(Dataset rows)
◇ ◇ ◇

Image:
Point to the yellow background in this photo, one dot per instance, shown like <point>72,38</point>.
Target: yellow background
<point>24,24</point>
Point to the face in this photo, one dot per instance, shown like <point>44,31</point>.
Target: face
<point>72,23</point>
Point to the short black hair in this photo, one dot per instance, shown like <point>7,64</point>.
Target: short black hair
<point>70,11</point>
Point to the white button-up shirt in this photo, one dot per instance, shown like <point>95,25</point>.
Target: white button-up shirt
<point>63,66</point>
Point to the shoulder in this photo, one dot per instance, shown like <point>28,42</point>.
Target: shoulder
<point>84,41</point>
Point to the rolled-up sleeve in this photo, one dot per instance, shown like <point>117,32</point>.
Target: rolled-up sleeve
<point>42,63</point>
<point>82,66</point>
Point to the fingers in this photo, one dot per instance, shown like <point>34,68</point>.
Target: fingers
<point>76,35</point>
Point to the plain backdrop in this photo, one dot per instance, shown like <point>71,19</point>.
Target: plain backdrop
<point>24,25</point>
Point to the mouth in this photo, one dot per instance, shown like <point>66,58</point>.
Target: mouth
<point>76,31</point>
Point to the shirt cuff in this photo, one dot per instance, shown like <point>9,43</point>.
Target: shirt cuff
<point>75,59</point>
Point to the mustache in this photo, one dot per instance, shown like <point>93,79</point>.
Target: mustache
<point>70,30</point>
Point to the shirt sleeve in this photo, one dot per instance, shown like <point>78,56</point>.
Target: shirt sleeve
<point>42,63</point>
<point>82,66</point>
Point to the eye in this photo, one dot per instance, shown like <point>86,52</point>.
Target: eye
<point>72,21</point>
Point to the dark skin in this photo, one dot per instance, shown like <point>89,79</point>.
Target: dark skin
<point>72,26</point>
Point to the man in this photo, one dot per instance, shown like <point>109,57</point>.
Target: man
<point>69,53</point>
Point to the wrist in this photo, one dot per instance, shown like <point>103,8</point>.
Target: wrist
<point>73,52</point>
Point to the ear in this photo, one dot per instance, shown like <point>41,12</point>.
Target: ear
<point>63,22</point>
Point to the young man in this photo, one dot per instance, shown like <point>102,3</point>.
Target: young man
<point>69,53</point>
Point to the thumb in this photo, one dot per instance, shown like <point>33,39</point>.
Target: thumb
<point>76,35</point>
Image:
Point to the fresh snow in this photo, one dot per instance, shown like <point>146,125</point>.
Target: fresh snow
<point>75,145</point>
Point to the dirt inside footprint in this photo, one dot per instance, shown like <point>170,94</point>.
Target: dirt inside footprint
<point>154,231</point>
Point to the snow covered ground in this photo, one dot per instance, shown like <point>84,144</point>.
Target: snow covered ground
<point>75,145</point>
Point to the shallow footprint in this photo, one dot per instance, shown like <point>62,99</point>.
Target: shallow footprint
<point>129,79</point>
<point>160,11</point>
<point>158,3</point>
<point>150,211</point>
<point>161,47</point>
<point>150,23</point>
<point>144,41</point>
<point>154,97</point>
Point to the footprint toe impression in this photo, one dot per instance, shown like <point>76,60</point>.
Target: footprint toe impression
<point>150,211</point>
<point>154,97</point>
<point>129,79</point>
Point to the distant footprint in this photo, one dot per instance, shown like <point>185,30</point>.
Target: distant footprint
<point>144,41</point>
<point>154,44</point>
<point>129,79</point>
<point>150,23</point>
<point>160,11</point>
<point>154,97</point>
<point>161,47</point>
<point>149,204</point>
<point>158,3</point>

◇ ◇ ◇

#### Task brief
Recast the part of the listing that opens with the line containing "Point to the young" and closes with the line containing "<point>154,231</point>" as a numbered list, leaving out any blank lines.

#### Exercise response
1. Point to the young man in this photo, one dot per instance, shown like <point>102,3</point>.
2. Target: young man
3. <point>69,53</point>
4. Point to the thumb in this photo, one dot per instance, shown like <point>33,39</point>.
5. Target: thumb
6. <point>76,35</point>
7. Image:
8. Point to the fresh snow in this photo, one dot per instance, shown like <point>146,125</point>.
9. Target: fresh snow
10. <point>75,145</point>
11. Point to the dirt inside footprint in this photo, one dot per instance, shown like <point>170,94</point>.
12. Target: dirt inside footprint
13. <point>154,231</point>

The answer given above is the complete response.